Now, it’s time to finally play with the Agent2Agent framework. As we previously said, A2A is a framework that allows agents to coordinate with each other in a peer-to-peer manner by using a standardised interface.

The said agents can be implemented in any language or framework that supports the A2A interface. In this example, we will use the ADK library by Google to create the agents for simplicity.

A further disclaimer: at the time of writing, the A2A implementations i’ve found online, comprised the one from google, are quite raw, for this example I have heavily takend and modified the code from the A2A tutorial from the official repository.

The Main Conceptual Components

The Agent2Agent (A2A) protocol enables seamless interaction between autonomous AI agents. Here are its fundamental building blocks:

Agent Card: A standardized metadata document (typically located at /.well-known/agent.json) that serves as an agent’s digital identity card. It details the agent’s capabilities, available skills, service endpoint, and security requirements, enabling other agents to discover and understand how to interact with it.

A2A Server: An agent that implements the A2A protocol by exposing an HTTP endpoint. It handles incoming requests, manages task execution, and maintains communication with clients according to the protocol specifications.

A2A Client: Any application or agent that consumes A2A services. It initiates interactions by sending requests (such as tasks/send or tasks/sendSubscribe) to an A2A Server’s endpoint.

## Actions to take
• a. Answer these questions using the Agent2Agent excerpt above, one line per answer:
(i) Which library does the example use to create the agents?
(ii) Where is an Agent Card typically located?
(iii) What does an A2A Server expose in order to implement the protocol?
• b. Write out the portion of the Agent2Agent excerpt that opens with the words "A further disclaimer: at" and closes with "interact with it.".

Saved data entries
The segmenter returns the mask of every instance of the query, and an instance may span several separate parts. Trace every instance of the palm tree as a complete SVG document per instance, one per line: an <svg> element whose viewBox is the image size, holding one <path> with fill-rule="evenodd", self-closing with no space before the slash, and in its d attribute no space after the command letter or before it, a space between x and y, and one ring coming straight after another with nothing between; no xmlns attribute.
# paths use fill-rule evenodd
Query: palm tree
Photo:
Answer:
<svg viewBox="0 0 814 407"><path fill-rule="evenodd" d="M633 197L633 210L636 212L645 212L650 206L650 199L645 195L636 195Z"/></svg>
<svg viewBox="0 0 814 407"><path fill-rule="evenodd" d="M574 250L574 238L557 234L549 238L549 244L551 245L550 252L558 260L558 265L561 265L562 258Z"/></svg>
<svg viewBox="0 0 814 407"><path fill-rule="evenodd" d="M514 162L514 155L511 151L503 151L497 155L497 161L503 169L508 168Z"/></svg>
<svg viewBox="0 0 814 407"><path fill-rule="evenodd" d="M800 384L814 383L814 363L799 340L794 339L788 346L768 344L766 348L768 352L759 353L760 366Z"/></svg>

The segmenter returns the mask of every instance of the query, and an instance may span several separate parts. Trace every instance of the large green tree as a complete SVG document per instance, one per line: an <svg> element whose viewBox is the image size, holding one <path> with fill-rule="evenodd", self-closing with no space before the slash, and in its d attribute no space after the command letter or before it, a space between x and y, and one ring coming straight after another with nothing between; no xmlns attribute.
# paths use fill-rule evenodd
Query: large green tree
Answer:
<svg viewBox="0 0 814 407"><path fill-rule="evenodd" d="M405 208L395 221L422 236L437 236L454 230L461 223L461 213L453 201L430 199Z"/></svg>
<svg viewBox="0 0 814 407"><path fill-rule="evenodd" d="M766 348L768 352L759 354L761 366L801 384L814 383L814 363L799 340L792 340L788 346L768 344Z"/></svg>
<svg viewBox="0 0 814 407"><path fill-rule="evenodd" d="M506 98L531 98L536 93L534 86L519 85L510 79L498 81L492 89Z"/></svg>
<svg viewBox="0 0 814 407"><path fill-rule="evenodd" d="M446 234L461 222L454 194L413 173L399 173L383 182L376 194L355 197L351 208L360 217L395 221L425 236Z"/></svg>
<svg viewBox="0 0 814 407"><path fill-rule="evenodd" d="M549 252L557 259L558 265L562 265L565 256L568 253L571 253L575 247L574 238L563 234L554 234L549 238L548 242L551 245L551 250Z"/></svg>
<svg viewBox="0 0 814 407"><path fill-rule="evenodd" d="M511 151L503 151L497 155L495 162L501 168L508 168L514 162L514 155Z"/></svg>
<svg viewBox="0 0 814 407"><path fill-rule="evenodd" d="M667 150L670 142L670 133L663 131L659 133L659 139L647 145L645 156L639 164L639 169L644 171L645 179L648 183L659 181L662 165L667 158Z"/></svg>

## Answer set
• a.
(i) The ADK library by Google.
(ii) At /.well-known/agent.json.
(iii) An HTTP endpoint.

• b.
A further disclaimer: at the time of writing, the A2A implementations i’ve found online, comprised the one from google, are quite raw, for this example I have heavily takend and modified the code from the A2A tutorial from the official repository.

The Main Conceptual Components

The Agent2Agent (A2A) protocol enables seamless interaction between autonomous AI agents. Here are its fundamental building blocks:

Agent Card: A standardized metadata document (typically located at /.well-known/agent.json) that serves as an agent’s digital identity card. It details the agent’s capabilities, available skills, service endpoint, and security requirements, enabling other agents to discover and understand how to interact with it.